# [Your instructions]
What lines in the following entries hold the word "Find"? Copy each one.

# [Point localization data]
──────
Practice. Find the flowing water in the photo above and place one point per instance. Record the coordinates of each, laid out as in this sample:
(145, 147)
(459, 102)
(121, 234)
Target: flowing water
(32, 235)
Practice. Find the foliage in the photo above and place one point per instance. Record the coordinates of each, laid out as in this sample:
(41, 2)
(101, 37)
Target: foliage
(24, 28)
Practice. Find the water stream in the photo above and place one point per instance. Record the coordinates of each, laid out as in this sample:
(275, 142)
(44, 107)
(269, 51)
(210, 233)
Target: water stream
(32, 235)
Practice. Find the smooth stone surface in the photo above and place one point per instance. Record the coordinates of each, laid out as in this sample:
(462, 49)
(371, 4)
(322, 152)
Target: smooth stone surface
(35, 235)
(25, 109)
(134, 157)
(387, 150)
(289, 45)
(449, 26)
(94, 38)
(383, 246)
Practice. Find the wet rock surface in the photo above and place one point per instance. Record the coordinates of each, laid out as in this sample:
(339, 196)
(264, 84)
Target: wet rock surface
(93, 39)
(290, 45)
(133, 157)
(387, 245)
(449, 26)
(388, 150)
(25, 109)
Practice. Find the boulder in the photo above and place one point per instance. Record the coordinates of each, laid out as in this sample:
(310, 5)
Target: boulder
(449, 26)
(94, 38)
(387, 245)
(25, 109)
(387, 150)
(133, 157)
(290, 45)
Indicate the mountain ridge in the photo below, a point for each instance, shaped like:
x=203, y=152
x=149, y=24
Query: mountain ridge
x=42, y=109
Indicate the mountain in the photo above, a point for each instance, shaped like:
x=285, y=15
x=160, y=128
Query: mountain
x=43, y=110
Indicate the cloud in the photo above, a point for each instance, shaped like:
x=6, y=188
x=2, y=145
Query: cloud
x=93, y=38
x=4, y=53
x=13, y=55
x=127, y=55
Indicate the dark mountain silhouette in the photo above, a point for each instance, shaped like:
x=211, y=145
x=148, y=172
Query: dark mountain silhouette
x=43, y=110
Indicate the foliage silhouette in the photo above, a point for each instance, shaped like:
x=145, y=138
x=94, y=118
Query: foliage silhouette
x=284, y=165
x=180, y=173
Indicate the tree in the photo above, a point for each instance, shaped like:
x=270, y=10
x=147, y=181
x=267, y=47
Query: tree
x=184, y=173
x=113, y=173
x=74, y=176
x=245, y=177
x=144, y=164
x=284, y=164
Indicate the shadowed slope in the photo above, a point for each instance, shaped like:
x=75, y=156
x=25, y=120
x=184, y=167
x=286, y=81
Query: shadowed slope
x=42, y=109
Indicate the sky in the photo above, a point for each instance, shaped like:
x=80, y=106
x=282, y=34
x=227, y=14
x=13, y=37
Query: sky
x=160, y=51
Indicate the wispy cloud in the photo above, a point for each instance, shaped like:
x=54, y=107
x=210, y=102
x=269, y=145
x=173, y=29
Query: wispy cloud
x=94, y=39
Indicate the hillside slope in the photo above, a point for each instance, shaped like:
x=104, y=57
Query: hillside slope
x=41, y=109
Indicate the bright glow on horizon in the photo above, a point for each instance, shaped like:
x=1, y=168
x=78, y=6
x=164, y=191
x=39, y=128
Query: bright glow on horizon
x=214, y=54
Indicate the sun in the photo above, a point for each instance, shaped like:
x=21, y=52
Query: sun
──────
# [Written response]
Practice. Find the flowing water in the photo above and place one point per instance. Record the coordinates of each, laid out as in this sample:
Practice. Find the foliage in the photo above and place one point per instance. Record the coordinates of each, laid out as in this sample:
Practice. Find the water stream in the photo above and place one point per instance. Record the coordinates of each, laid out as in this sample:
Practice. Find the smooth stone surface in the photo above and place one point per instance. Record the coordinates of each, laid out as in this sample:
Practice. Find the wet rock surface in the photo above and place one point per instance. Record the coordinates of each, laid out as in this sample:
Practice. Find the boulder in the photo above and place one point per instance. Record the coordinates of each, laid out as in this sample:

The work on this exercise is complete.